▶ [GOAL] According to the report on expanding the relay monitor, roughly what share of Ethereum blocks was routed through relays as of early March 2023?

▶ [SELECTED TEXT]

....

Expanding the relay monitor

The following is a mini-report of my EPF project work on expanding the feature set of relay monitor. This can also be used as a paired read along with this PR that implements the actual changes to the functionality. This report assumes some familiarity with the MEV supply chain, PBS, and mev-boost.

In terms of background reading on MEV, I made a page with all my notes, roughly organized / tagged as part of my reading-up during the first few weeks of EPF. It can be found here:

https://hackmd.io/@andriidski/Hkl6Jh_nBn

There are also slides from my short presentation / demo to the EPF fellows, which can be found here:

https://docs.google.com/presentation/d/1OjwVr5jGSGLKNj3u3h7ijw8hU49DX16b4SoI2Y5DEck/edit?usp=share_link

And recording of the presentation / demo:

https://youtu.be/oF_BRlXMVNY?t=6471

TLDR

For a chunk of the EPF program duration I’ve expanded the feature set of the relay monitor to include
- Bid collection + persistence
- Bid analysis + persistence
- Queryable data based on time (slots)
  - Bid statistics — aggregate faults per category
  - Bid records — lists of bid fault records per category
- Relay scoring based on the persisted bid collection + analysis (POC)
  - Reputation scoring
  - Bid delivery rate scoring
API spec for what the monitor should do and which endpoints it exposes.
- https://spec.rm.mev.software for a rendered spec
- https://github.com/andriidski/relay-monitor-specs github repo
Deployed monitor running on Sepolia network

Introduction

On today’s Ethereum network (as of early March 2023) about 90% of blocks are being routed through parties called relays and originating from specialized parties referred to as the “builders”. This reality represents the current state of out-of-protocol proposer-builder separation (PBS) and is largely possible due to the work of the Flashbots collective R&D in delivering the original architecture to interface with post-merge PoS Ethereum as well as the actual software pieces (binaries) that are run in production today.

....

▶ [DATASET EXTRACT]
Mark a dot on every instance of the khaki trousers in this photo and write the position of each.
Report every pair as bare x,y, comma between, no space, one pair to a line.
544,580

....

▶ [RESULT OF THE TASK] About 90%.